=== Section Start ===
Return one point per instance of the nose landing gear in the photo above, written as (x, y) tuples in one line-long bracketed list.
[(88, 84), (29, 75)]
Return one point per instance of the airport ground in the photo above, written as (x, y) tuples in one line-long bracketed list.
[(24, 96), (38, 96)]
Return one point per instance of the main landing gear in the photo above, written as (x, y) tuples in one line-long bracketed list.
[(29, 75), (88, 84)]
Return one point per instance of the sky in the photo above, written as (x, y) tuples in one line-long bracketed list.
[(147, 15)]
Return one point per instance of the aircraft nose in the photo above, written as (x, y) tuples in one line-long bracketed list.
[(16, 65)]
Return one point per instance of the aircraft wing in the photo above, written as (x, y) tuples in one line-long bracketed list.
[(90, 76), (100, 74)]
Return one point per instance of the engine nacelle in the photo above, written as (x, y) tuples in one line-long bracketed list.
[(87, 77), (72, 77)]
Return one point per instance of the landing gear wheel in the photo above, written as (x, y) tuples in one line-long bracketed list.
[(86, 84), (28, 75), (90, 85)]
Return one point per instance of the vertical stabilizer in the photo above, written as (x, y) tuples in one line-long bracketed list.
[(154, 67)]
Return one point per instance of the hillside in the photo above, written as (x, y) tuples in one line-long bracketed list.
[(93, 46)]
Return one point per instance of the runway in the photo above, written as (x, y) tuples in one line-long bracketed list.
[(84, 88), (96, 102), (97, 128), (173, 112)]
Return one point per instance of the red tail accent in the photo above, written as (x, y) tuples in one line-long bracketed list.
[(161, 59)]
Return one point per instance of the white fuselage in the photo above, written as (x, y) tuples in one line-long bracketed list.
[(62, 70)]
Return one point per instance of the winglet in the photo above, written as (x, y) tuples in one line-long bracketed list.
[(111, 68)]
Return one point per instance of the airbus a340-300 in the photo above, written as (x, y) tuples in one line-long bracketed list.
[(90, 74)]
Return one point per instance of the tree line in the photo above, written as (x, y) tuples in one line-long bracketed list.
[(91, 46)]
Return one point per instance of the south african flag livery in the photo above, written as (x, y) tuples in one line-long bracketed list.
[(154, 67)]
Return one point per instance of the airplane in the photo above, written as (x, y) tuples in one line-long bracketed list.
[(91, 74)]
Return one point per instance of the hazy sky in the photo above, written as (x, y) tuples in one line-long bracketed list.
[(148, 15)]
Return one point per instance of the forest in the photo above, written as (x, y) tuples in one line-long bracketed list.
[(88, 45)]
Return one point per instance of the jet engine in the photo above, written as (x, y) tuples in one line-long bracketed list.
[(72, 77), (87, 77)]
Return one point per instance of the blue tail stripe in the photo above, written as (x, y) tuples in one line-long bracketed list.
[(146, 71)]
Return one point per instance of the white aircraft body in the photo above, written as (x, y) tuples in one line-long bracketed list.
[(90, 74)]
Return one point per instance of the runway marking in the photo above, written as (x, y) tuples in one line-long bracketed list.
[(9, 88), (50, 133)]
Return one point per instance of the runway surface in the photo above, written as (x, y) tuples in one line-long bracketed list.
=== Section End ===
Task to carry out
The response should be an exact copy of the lines from the one with "Return one point per instance of the jet" through the end of the data, with no other text.

Solution for this problem
Return one point per instance of the jet engine in the photo above, written as (x, y) tuples in one line-long bracketed list.
[(72, 77), (87, 77)]
Return one point per instance of the blue tail stripe in the photo above, written as (x, y) tuples in one line-long bracketed list.
[(146, 71)]
Return one point per instance of the white aircraft body in the photo above, written as (x, y) tuples in one line-long bracketed list.
[(90, 74)]
Return one point per instance of the runway marking in the photo above, written as (x, y) tuples in one line-long bracketed list.
[(9, 88), (50, 133)]
Return one point per instance of the runway surface in the photo above, written as (x, y) tuples in one line-long bracketed list.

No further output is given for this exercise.